# Mini Tact Slingbow



## Metropolicity (Aug 22, 2013)

Just posting some pics of a new compact tactical slingbow concept.

A 4.5" carbine picatinny quad rail, 4 fixed sling mounts and a 2" spare whisker biscuit.









The front section of this quad rail threads off so the rest of the body can free float on the barrel of the carbine. This was a perfect place to sandwich in the 2" whisker biscuit.

























I has chucked on the flashlight fore grip I got for my Mini Tac Slingshot but the added height of the flashlight put a lot of stress on my wrist (with 4 bands of TBG). I have on order a shorter one so my wrist can get better in line with the tube.

I'll tell you now...this thing shot like a bat out of heck.

More in this later.


----------



## PorkChopSling (Jan 17, 2013)

Awesome use of material!!


----------



## Metropolicity (Aug 22, 2013)

PorkChopSling said:


> Awesome use of material!!


I always prefer to use stuff that is proven to be sound, then hack away


----------



## e~shot (Jun 3, 2010)

Wow... that is awesome!


----------



## Jim Williams (Jul 6, 2011)

That things sweet, are you going to add a K-Grip?


----------



## Bob Fionda (Apr 6, 2011)

Very interesting concept, awesome slingshot.


----------



## BCLuxor (Aug 24, 2010)

That really is a nice bit of kit you have assembled there! Out of interest what is the total build cost for all the gear you have connected up? I don't think here in the UK we have access to that kind of stuff .


----------



## Jim Williams (Jul 6, 2011)

BCluxor said:


> That really is a nice bit of kit you have assembled there! Out of interest what is the total build cost for all the gear you have connected up? I don't think here in the UK we have access to that kind of stuff .


It's all available mate


----------



## lightgeoduck (Apr 3, 2011)

That has to be the most kickazz homemade that I have seen in a long time!!

LGD


----------



## BCLuxor (Aug 24, 2010)

Jim Williams said:


> BCluxor said:
> 
> 
> > That really is a nice bit of kit you have assembled there! Out of interest what is the total build cost for all the gear you have connected up? I don't think here in the UK we have access to that kind of stuff .
> ...


 we can buy rails etc for carbine rifles here??? If so this topic got a notch even more interesting!!


----------



## BCLuxor (Aug 24, 2010)

And eBay is my friend!! thanks Jim. :-D


----------



## Jim Williams (Jul 6, 2011)

BCluxor said:


> Jim Williams said:
> 
> 
> > BCluxor said:
> ...


Yes mate, we can buy most rifles here if they are on ticket and indexed by a bolt for each shot.


----------



## Metropolicity (Aug 22, 2013)

Jim Williams said:


> That things sweet, are you going to add a K-Grip?


Yup, I am waiting on a lower profile aluminum grip.



BCluxor said:


> That really is a nice bit of kit you have assembled there! Out of interest what is the total build cost for all the gear you have connected up? I don't think here in the UK we have access to that kind of stuff .

- - -

• [Set exercise 1]: Translate this sentence from the slingbow thread into Spanish: "Yup, I am waiting on a lower profile aluminum grip."
The slingbow thread has no connection to the listing that comes after it.

Records from a collection:
- - -

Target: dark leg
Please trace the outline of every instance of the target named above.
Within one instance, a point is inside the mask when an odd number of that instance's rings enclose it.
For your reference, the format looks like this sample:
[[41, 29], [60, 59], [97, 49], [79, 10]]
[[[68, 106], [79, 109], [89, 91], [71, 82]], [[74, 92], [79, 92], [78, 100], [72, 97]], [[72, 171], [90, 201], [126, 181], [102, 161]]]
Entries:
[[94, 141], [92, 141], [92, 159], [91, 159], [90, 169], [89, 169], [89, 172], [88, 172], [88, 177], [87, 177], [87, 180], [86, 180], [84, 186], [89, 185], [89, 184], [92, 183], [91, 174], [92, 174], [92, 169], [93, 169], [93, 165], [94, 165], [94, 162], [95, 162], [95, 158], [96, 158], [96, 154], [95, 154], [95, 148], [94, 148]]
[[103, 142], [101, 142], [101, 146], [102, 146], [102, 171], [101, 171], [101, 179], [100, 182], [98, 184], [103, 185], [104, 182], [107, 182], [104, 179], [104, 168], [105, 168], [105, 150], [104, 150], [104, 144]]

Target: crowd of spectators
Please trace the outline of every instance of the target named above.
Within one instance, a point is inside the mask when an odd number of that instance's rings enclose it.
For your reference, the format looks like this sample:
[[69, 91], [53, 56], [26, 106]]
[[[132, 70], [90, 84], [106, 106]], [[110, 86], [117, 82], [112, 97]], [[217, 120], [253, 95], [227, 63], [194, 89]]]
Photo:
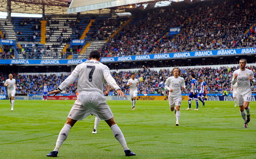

- - -

• [Set exercise 2]: Rewrite the listing from its first line through the line containing "150], [104, 144]]", substituting "example" for "sample" and changing nothing else.

• [Answer 1]: Sí, estoy esperando una empuñadura de aluminio de perfil más bajo.

• [Answer 2]:
Target: dark leg
Please trace the outline of every instance of the target named above.
Within one instance, a point is inside the mask when an odd number of that instance's rings enclose it.
For your reference, the format looks like this example:
[[41, 29], [60, 59], [97, 49], [79, 10]]
[[[68, 106], [79, 109], [89, 91], [71, 82]], [[74, 92], [79, 92], [78, 100], [72, 97]], [[72, 171], [90, 201], [126, 181], [102, 161]]]
Entries:
[[94, 141], [92, 141], [92, 159], [91, 159], [90, 169], [89, 169], [89, 172], [88, 172], [88, 177], [87, 177], [87, 180], [86, 180], [84, 186], [89, 185], [89, 184], [92, 183], [91, 174], [92, 174], [92, 169], [93, 169], [93, 165], [94, 165], [94, 162], [95, 162], [95, 158], [96, 158], [96, 154], [95, 154], [95, 148], [94, 148]]
[[103, 142], [101, 142], [101, 146], [102, 146], [102, 171], [101, 171], [101, 179], [100, 182], [98, 184], [103, 185], [104, 182], [107, 182], [104, 179], [104, 168], [105, 168], [105, 150], [104, 150], [104, 144]]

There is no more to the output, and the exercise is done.